Selected excerpt
* * * * * * *

HMOs get a bad press. But cities might need to learn to love them.
I have lived in Edinburgh for 20 years now. When I arrived to take up a new job I lived in a House of Multiple Occupancy (HMO). I was in my mid-twenties and the job I took up was not that well-paid. I was not a priority for social housing, buying a home was way out of reach and renting on my own was unaffordable. So I responded to an advert in the local press seeking someone to rent a room and joined 5 others living in a large flat to the west of the city centre. All six tenants had their own room but shared kitchen, living room and bathroom. Flatmates came and went but we mostly got on well. I still keep in touch with some of these erstwhile strangers two decades on. I was there for three and a half years and it was by far the best thing I could have done, as a new arrival from the West Highlands, knowing almost no-one in the city.
Cities have a lot of people like I was then. They are vital to the economy and as for the cultural life which cities boast, can you imagine cafes, restaurants, theatres and cinemas without people in their late teens or twenties to staff them? Yet because cities are expensive places in which to live these twenty-somethings choose or sometimes have to live in shared flats, that we now called HMOs.
That’s the social and economic backdrop. There’s an environmental case too. It stands to reason, surely, that four people sharing a flat will use less energy and fewer resources than four each occupying separate flats: less electricity, fewer white goods, less water. And less space too. Imagine if we had to close every HMO tomorrow and say that people could only live in self-contained accommodation. Leaving aside the cost, think of the sheer pressure that would put to build on urban land: those precious pockets of open and green space that breathe life into our cities.
Either that or we would be impelled to build upwards, creating new tower blocks to dominate the sky-line. Are either of those alternative scenarios more palatable than HMOS? I doubt it.
So we are left with a clear conclusion. HMOs are a symptom of the way the housing market works, in cities in particular. Seeking to restrict them or even outlaw them altogether ignores that reality.

* * * * * * *

Given records

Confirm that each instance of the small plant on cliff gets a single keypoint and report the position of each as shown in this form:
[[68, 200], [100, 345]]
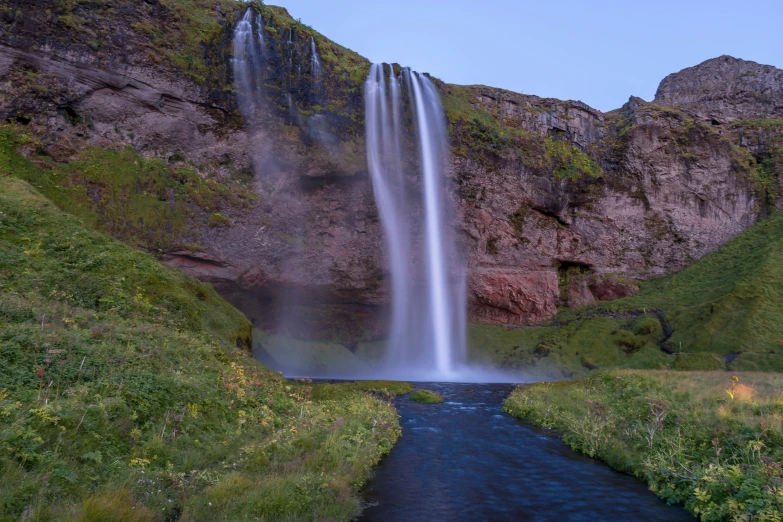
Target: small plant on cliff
[[218, 220]]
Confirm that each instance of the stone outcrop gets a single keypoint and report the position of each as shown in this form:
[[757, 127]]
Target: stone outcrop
[[725, 89], [558, 203]]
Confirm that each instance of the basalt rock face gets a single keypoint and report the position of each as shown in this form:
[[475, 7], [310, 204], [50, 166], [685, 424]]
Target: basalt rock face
[[725, 89], [558, 204]]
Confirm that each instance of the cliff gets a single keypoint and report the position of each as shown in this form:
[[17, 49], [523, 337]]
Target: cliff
[[558, 203]]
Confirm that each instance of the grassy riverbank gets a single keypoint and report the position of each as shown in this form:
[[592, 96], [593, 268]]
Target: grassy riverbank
[[127, 393], [708, 440], [725, 310]]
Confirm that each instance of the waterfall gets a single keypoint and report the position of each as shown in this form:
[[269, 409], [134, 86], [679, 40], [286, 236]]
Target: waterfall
[[249, 53], [427, 275], [315, 62]]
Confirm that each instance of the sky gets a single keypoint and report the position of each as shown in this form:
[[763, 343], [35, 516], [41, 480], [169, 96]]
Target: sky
[[598, 51]]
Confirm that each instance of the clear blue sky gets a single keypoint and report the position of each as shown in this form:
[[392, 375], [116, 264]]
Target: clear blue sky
[[599, 51]]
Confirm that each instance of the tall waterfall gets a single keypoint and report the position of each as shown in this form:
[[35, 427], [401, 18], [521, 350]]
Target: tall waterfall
[[427, 274]]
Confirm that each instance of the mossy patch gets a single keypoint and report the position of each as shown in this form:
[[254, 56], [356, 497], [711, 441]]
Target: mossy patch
[[426, 396], [143, 202], [699, 361]]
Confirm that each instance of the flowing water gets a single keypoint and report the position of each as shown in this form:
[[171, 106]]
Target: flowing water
[[315, 61], [249, 50], [466, 460], [427, 328]]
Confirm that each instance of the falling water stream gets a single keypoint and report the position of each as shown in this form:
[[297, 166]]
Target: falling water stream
[[463, 459], [427, 328], [466, 460]]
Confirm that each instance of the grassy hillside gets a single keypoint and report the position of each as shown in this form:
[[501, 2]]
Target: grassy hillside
[[126, 392], [729, 303], [705, 440]]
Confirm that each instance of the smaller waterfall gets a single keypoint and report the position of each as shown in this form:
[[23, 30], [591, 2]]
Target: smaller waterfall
[[315, 62], [246, 64]]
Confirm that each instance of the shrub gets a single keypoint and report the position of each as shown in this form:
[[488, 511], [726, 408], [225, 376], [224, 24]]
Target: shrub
[[698, 362]]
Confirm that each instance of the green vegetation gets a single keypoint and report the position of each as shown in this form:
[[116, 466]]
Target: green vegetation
[[127, 392], [485, 136], [709, 441], [143, 202], [698, 362], [218, 220], [729, 302], [426, 397]]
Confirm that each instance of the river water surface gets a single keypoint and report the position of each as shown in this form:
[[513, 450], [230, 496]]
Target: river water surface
[[465, 459]]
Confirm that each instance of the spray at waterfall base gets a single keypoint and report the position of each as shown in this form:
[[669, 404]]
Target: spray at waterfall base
[[407, 156]]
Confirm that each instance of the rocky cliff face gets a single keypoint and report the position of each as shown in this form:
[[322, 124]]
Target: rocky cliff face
[[725, 89], [558, 203]]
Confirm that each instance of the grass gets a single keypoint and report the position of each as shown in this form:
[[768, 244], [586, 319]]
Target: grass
[[127, 393], [729, 302], [143, 202], [707, 440], [426, 397]]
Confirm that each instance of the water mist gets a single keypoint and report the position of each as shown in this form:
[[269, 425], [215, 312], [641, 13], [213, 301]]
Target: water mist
[[428, 318]]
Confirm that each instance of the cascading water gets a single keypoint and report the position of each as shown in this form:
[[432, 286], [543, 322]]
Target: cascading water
[[249, 52], [427, 276]]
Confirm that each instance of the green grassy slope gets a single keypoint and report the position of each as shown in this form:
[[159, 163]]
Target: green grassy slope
[[702, 439], [729, 302], [125, 395]]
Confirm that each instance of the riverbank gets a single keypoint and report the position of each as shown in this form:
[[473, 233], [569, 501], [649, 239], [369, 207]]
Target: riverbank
[[127, 391], [465, 460], [711, 441]]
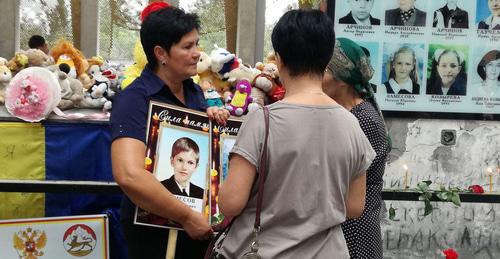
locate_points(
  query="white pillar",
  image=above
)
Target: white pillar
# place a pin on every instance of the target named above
(89, 42)
(250, 34)
(9, 34)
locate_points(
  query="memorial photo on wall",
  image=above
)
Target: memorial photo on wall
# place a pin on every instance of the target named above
(486, 80)
(452, 14)
(372, 50)
(488, 14)
(359, 12)
(403, 66)
(405, 13)
(446, 70)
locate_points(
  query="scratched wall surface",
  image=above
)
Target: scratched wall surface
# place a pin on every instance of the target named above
(472, 229)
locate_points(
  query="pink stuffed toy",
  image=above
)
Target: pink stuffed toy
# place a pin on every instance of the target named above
(238, 102)
(32, 94)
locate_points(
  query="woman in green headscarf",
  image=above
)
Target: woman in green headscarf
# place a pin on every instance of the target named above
(346, 80)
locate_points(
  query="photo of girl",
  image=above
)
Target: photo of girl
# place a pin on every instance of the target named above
(447, 75)
(488, 70)
(488, 14)
(402, 74)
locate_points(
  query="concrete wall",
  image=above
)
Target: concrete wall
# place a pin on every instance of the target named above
(472, 229)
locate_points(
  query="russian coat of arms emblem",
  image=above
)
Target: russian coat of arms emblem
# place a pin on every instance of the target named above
(29, 243)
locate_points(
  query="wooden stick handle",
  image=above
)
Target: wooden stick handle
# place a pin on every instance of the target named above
(172, 243)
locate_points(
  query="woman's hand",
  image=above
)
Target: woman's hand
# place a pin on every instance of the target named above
(219, 114)
(196, 226)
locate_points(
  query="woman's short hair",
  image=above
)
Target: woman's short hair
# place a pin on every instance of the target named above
(487, 58)
(165, 28)
(413, 72)
(304, 41)
(185, 145)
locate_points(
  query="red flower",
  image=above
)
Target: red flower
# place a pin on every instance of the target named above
(476, 188)
(154, 6)
(450, 253)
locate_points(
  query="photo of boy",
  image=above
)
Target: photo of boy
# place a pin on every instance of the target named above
(488, 14)
(184, 159)
(360, 13)
(405, 14)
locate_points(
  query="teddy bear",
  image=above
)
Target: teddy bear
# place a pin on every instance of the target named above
(100, 94)
(213, 98)
(134, 71)
(71, 89)
(64, 52)
(208, 79)
(241, 72)
(239, 101)
(222, 61)
(5, 77)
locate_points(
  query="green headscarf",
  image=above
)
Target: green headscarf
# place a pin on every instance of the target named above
(350, 63)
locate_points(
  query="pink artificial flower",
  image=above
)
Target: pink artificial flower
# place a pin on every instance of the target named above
(450, 253)
(476, 188)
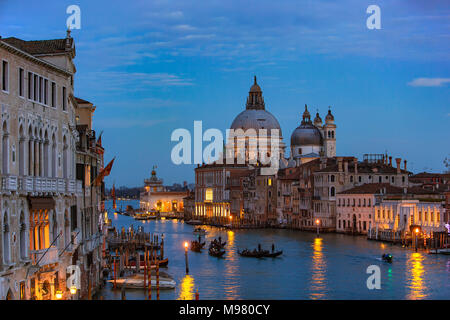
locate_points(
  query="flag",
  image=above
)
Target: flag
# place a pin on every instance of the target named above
(104, 173)
(113, 195)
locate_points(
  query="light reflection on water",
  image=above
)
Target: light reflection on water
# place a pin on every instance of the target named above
(187, 288)
(330, 267)
(319, 268)
(415, 270)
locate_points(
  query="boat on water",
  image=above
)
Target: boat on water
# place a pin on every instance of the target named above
(259, 253)
(200, 231)
(162, 262)
(194, 222)
(138, 282)
(215, 252)
(197, 246)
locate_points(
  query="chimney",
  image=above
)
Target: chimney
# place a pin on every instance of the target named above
(398, 160)
(340, 164)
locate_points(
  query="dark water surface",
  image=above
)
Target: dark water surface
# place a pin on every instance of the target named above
(332, 266)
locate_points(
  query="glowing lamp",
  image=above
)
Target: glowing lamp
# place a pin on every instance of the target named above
(58, 294)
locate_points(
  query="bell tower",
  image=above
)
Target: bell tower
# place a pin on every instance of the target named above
(329, 135)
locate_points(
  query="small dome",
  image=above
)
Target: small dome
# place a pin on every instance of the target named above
(256, 119)
(329, 116)
(317, 119)
(306, 135)
(255, 87)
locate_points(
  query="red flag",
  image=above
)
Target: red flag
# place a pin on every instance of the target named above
(113, 195)
(104, 173)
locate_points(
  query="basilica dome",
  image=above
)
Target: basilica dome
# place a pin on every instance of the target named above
(255, 116)
(307, 134)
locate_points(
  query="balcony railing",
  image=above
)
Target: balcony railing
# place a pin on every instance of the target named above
(40, 184)
(45, 256)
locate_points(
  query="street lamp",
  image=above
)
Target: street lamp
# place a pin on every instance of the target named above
(58, 294)
(416, 230)
(73, 290)
(185, 256)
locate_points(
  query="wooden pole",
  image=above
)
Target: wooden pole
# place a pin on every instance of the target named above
(145, 267)
(149, 283)
(115, 271)
(157, 280)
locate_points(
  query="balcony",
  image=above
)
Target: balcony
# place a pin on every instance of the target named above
(44, 257)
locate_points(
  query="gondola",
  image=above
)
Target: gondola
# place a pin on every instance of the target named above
(253, 254)
(197, 246)
(216, 252)
(274, 254)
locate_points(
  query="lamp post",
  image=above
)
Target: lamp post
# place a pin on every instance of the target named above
(185, 256)
(416, 231)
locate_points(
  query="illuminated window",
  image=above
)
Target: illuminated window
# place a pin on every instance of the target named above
(209, 195)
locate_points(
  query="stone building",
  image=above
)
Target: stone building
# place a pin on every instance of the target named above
(157, 197)
(40, 208)
(347, 173)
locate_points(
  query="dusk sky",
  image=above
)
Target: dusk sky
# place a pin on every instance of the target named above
(151, 67)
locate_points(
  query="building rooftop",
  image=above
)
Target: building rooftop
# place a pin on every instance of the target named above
(38, 47)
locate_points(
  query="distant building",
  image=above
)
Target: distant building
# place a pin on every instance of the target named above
(157, 197)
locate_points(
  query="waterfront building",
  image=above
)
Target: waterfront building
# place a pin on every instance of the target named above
(87, 232)
(157, 197)
(347, 173)
(311, 141)
(39, 188)
(42, 206)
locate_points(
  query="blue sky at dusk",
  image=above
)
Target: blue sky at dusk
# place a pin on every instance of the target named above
(151, 67)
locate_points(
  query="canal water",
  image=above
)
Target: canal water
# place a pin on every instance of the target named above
(331, 266)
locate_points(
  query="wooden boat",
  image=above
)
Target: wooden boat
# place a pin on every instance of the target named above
(138, 283)
(197, 246)
(162, 263)
(200, 231)
(253, 254)
(216, 252)
(274, 254)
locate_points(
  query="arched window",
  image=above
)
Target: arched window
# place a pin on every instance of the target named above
(54, 228)
(6, 236)
(5, 149)
(53, 161)
(65, 158)
(21, 152)
(30, 152)
(23, 237)
(67, 236)
(45, 157)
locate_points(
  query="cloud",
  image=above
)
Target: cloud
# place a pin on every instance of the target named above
(428, 82)
(122, 123)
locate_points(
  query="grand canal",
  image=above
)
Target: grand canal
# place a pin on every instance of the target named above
(331, 266)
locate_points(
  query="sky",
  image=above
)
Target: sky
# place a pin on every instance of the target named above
(151, 67)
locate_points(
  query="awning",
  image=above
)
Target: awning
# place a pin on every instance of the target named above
(41, 203)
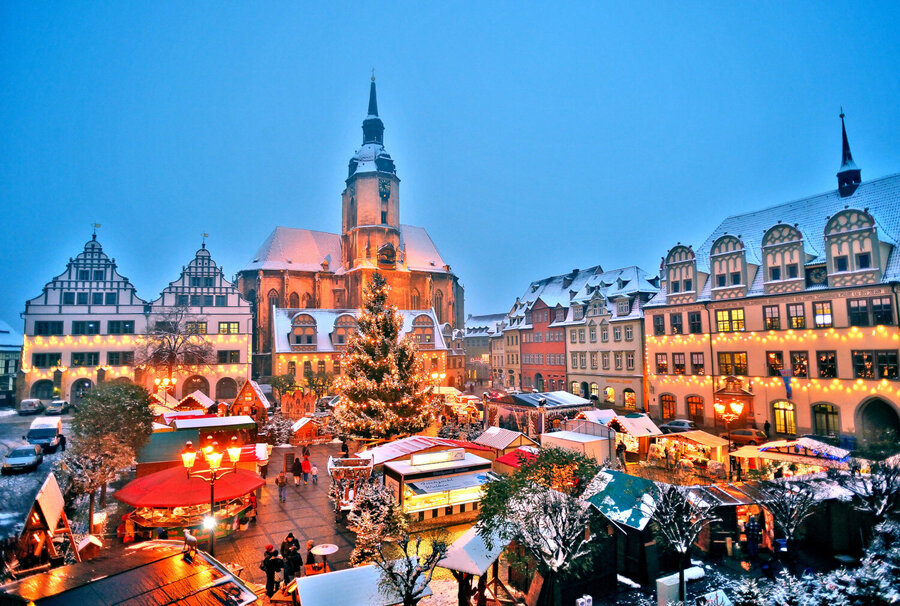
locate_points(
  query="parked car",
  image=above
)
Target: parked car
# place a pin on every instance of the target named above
(23, 458)
(678, 425)
(57, 407)
(30, 406)
(743, 437)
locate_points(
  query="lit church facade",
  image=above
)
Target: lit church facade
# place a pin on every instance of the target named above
(305, 269)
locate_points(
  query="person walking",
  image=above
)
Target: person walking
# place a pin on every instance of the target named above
(295, 471)
(281, 483)
(307, 467)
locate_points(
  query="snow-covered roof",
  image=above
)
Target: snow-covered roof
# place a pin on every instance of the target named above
(325, 324)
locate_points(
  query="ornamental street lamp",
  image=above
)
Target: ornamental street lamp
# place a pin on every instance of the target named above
(213, 457)
(729, 416)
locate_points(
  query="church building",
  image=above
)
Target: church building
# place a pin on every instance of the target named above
(305, 269)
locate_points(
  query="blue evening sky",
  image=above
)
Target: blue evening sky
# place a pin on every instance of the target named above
(531, 138)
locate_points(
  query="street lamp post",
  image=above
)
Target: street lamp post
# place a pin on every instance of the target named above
(213, 457)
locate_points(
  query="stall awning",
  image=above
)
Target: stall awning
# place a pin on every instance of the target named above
(172, 488)
(360, 586)
(470, 554)
(466, 480)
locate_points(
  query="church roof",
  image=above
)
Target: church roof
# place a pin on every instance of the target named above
(305, 250)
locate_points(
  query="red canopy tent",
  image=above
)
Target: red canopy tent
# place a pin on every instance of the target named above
(172, 488)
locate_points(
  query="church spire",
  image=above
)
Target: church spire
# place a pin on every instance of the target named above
(849, 175)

* * * * * * *

Problems to work on
1. In the piece on HMOs, translate this sentence into Spanish: "Flatmates came and went but we mostly got on well."
2. Pick up the piece on HMOs after its final sentence and carry the argument further.

Task responses
1. Los compañeros de piso iban y venían, pero en general nos llevábamos bien.

2.
So where does that leave the older person who is surrounded by shared flats where the other residents are constantly changing and no-one seems to care about the state of the close any more? Or the young family whose children cannot settle at night because of the nocturnal noise from the flat above? While pointing out that these problems are not exclusive to HMOs, I have heard some truly appalling examples of anti-social behaviour that no-one should have to tolerate.
But would restricting or banning HMOs offer relief? Or would the law of unintended consequences swing into action? I believe that the problem would actually get worse. HMOs owners who are currently licensed would seek to dive under the radar and avoid licensing altogether. Flats would be further sub-divided as owners sought to cash in on the continuing demand for shared living within a more restricted supply. This is not idle speculation. Go to Glasgow which operates strict planning rules over HMOs and ask how many unlicensed HMOs there are. Seeking to regulate HMOs out of existence simply gives birth to a shadow sector of providers who are not regulated at all!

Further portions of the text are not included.